● Record list
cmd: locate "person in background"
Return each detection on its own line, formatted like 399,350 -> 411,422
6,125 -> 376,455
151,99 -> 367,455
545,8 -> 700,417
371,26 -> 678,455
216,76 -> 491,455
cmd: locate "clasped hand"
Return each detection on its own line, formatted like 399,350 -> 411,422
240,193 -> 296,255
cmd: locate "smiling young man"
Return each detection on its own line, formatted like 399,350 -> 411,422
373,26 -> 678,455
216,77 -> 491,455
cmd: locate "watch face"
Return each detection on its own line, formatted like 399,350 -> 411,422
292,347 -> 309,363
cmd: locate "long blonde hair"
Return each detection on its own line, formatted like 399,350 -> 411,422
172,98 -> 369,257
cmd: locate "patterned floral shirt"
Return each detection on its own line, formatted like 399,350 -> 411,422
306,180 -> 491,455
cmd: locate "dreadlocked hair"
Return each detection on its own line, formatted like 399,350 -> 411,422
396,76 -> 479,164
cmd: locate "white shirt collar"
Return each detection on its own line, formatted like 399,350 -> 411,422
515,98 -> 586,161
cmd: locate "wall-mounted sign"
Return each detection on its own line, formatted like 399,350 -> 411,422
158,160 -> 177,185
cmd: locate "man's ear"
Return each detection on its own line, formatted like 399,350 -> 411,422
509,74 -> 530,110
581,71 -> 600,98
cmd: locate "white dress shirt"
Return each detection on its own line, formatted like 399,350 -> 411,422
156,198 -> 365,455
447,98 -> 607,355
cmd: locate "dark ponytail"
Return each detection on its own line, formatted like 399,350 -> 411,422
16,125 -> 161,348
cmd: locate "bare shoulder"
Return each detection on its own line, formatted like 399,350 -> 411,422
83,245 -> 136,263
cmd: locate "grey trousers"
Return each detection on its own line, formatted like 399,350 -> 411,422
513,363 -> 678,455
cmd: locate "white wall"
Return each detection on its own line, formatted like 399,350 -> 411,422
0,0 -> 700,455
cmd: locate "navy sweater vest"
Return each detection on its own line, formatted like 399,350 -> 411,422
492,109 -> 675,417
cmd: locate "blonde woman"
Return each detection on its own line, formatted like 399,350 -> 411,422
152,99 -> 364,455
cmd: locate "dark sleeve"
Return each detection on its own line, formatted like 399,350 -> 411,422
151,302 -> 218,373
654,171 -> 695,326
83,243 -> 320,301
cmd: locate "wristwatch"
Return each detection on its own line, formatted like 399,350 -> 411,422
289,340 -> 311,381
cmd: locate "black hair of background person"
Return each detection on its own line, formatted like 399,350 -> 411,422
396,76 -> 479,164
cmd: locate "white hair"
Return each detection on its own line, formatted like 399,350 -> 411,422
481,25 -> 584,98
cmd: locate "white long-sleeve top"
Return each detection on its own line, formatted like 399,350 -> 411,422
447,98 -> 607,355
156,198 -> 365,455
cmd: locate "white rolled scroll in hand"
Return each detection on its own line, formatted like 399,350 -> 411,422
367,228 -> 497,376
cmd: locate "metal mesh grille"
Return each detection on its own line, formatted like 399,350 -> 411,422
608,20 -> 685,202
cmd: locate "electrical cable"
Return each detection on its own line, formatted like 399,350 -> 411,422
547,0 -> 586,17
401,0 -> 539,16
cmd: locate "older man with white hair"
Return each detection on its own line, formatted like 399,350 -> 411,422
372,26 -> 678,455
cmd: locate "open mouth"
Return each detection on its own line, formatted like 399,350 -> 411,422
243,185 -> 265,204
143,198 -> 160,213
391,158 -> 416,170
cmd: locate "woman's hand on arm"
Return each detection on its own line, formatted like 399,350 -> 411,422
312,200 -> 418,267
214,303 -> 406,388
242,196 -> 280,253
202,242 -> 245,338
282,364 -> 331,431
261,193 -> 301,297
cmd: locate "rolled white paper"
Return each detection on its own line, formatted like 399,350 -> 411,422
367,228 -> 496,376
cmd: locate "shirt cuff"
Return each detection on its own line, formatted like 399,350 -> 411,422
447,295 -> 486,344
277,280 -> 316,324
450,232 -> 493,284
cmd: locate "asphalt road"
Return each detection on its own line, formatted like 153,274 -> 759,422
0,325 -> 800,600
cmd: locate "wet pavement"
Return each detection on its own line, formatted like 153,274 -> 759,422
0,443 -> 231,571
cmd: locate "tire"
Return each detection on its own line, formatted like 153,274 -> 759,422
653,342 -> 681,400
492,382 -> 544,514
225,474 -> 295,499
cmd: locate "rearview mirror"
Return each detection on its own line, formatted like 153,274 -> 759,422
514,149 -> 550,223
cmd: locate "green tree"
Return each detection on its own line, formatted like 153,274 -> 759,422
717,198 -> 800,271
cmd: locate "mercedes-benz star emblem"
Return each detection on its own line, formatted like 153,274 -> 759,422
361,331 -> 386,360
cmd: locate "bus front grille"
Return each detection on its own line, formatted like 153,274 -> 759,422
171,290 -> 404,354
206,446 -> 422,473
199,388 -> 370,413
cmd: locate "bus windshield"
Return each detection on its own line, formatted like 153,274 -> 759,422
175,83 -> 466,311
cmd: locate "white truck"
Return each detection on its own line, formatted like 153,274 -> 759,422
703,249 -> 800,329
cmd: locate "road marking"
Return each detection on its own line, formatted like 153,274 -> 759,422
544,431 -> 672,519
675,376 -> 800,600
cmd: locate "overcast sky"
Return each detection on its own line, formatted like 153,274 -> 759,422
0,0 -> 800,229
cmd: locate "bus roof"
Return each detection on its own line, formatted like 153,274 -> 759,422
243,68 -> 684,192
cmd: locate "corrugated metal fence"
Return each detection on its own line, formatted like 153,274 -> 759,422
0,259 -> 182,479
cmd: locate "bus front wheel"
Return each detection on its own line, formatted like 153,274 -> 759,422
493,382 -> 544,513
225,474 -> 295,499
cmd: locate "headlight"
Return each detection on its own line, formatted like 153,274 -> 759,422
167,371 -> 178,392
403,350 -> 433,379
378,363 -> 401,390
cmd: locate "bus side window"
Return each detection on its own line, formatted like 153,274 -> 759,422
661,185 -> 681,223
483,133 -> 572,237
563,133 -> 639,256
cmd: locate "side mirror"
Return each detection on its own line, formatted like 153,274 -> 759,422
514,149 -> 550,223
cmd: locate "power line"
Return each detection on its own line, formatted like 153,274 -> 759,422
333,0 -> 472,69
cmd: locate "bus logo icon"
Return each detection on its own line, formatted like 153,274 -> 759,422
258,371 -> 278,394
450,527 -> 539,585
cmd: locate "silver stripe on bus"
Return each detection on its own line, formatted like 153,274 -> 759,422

...

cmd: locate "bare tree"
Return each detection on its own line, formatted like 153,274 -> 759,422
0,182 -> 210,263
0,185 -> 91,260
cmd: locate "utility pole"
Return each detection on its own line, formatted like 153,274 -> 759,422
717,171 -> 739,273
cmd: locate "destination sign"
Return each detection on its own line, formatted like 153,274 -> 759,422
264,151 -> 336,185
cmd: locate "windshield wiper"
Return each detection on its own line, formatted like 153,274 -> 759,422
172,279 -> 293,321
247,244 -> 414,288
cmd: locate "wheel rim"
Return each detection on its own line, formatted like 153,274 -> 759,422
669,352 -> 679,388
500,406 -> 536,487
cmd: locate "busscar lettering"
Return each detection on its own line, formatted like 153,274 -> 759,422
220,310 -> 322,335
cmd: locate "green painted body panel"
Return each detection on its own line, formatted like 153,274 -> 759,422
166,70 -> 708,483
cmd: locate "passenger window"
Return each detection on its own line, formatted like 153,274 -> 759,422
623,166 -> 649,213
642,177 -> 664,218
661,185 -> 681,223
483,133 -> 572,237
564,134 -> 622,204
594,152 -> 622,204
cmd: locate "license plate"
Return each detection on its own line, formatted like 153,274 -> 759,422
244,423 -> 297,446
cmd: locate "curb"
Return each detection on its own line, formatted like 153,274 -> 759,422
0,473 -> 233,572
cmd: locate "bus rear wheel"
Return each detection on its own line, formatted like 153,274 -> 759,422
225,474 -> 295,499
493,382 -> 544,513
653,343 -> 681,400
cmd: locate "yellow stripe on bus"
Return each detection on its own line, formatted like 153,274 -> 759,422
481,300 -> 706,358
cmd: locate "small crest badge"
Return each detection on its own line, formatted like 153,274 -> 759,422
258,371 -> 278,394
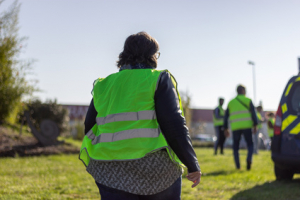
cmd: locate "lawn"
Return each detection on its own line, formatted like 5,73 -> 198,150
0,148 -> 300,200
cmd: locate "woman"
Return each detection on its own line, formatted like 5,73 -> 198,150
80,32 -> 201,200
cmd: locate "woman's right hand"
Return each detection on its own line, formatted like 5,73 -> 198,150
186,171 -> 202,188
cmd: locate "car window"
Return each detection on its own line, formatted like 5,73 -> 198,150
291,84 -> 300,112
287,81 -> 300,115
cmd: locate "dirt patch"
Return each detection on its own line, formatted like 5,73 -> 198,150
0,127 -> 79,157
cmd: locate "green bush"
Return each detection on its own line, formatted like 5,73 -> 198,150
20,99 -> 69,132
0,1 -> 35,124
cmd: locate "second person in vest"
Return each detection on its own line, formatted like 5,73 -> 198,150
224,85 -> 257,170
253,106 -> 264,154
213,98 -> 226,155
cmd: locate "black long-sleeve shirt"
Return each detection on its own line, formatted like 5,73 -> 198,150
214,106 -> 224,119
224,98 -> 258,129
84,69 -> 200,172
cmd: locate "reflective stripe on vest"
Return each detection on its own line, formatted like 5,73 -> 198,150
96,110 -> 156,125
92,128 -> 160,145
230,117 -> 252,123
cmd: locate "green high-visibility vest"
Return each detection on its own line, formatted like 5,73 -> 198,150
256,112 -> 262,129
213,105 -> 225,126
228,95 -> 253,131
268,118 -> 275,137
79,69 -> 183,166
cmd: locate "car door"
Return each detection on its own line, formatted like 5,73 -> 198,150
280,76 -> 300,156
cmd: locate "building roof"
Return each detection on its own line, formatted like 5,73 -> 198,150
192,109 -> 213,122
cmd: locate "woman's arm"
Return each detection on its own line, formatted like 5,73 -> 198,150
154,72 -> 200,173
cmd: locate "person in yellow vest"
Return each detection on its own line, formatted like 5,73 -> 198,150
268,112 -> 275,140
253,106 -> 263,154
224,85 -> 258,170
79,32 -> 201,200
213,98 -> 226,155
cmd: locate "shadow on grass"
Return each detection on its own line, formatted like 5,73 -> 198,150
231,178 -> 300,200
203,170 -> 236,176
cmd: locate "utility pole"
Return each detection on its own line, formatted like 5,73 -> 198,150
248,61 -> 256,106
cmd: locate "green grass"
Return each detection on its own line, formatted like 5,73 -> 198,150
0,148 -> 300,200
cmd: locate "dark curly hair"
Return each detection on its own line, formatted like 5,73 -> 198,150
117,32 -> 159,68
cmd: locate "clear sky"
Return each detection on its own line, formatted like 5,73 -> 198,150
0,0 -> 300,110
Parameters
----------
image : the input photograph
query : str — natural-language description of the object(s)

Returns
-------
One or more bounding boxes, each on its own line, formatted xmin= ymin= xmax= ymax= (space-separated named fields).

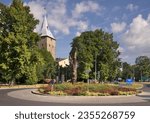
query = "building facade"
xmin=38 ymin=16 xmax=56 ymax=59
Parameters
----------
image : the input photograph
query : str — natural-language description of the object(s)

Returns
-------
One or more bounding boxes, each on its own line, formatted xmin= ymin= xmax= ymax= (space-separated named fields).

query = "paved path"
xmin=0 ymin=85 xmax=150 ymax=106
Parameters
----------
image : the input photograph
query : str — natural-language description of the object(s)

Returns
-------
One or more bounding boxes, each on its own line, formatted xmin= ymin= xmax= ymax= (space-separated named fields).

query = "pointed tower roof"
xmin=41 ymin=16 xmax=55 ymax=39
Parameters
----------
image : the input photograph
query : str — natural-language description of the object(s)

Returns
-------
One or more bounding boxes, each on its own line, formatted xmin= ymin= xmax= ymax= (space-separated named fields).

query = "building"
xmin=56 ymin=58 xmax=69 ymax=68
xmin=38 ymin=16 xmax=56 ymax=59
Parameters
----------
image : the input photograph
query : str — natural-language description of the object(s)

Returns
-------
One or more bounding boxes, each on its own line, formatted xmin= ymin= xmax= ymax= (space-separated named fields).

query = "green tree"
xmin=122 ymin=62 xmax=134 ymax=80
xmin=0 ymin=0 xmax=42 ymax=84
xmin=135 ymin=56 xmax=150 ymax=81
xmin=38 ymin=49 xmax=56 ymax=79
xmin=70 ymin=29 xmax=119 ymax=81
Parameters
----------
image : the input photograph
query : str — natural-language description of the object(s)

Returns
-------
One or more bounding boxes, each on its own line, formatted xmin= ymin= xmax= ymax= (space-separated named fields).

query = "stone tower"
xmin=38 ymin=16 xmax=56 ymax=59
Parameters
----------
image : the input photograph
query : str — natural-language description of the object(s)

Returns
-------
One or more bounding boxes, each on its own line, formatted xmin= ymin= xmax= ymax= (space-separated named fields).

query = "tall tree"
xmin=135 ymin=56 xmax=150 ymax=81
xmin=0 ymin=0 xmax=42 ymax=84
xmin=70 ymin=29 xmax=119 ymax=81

...

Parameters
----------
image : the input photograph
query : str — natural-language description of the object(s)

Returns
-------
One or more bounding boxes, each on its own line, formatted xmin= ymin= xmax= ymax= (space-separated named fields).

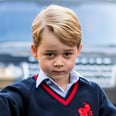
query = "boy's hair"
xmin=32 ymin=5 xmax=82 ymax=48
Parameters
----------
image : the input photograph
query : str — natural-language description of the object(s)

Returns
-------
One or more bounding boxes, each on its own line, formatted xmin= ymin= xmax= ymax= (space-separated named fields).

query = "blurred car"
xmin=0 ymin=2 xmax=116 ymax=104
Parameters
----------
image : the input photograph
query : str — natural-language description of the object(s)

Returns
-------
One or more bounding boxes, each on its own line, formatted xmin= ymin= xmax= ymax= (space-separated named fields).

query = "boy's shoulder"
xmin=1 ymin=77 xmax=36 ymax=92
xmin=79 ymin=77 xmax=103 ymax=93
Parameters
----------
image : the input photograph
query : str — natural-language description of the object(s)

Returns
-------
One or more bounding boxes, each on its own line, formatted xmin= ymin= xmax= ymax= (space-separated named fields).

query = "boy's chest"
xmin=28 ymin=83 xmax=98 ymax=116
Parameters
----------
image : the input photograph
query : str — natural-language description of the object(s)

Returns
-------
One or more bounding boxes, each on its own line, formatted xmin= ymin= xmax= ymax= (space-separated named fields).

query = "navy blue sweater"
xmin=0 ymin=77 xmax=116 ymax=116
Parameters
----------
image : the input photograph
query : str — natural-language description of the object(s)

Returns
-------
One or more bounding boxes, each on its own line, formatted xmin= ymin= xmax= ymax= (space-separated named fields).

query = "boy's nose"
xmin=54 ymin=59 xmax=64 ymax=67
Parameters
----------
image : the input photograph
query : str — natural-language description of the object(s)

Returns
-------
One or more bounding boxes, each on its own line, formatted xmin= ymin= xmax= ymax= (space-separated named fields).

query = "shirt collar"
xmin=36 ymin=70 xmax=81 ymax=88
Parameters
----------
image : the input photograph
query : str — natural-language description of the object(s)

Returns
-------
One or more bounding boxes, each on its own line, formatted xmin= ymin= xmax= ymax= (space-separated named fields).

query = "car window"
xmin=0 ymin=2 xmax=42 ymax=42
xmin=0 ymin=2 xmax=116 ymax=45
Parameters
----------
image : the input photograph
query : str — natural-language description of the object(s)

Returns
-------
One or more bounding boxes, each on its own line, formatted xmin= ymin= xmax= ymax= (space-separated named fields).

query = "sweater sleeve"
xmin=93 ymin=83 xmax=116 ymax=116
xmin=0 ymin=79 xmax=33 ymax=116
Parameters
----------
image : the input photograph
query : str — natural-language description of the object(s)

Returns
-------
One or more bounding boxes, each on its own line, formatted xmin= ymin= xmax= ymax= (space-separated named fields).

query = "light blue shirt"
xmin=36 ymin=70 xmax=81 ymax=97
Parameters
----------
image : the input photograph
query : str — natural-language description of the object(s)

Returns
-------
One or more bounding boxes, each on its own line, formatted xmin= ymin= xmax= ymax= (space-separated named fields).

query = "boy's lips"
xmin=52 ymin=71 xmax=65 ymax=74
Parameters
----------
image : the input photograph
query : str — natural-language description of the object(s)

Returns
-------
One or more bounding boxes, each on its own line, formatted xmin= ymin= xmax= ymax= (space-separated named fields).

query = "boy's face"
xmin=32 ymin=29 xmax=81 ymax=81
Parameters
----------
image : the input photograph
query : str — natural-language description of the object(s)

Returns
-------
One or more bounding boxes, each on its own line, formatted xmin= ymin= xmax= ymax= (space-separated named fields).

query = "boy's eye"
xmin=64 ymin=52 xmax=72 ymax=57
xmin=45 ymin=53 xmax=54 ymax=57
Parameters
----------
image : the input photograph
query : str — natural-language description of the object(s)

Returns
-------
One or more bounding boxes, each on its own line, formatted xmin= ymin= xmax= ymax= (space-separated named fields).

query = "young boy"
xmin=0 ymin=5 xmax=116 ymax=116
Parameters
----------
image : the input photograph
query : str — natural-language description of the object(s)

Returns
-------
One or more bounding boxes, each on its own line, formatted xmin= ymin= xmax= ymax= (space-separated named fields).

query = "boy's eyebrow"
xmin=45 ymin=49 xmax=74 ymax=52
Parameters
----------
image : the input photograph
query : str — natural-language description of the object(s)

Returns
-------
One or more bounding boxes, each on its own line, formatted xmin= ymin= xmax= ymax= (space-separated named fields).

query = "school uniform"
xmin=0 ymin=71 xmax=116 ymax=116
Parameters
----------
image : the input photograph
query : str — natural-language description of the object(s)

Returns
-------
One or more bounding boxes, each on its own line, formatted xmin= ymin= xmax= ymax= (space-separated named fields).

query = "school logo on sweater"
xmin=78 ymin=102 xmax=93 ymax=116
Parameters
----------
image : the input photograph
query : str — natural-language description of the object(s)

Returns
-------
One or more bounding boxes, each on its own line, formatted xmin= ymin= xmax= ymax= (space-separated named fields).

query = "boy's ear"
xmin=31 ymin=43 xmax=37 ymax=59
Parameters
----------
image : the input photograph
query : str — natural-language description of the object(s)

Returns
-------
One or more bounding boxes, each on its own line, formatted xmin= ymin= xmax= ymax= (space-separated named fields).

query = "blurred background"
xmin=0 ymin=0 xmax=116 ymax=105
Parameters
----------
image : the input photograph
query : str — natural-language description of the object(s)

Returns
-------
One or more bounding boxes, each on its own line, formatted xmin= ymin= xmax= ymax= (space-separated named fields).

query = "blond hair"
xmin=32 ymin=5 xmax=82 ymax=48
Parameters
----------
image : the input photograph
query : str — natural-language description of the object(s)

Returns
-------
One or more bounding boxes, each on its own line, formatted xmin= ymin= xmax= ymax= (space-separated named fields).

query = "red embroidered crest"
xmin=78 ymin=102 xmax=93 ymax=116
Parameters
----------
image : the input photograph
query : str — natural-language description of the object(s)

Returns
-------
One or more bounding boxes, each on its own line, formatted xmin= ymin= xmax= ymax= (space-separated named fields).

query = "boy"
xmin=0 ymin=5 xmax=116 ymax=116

● Challenge
List every line in the material above that contains the string "person", copying each line in full. Matching is case-sensitive.

● Result of the exercise
cmd: locate "person in background"
cmd: locate "black hair of background person"
cmd: locate "second person in vest"
cmd: locate "person in yellow vest"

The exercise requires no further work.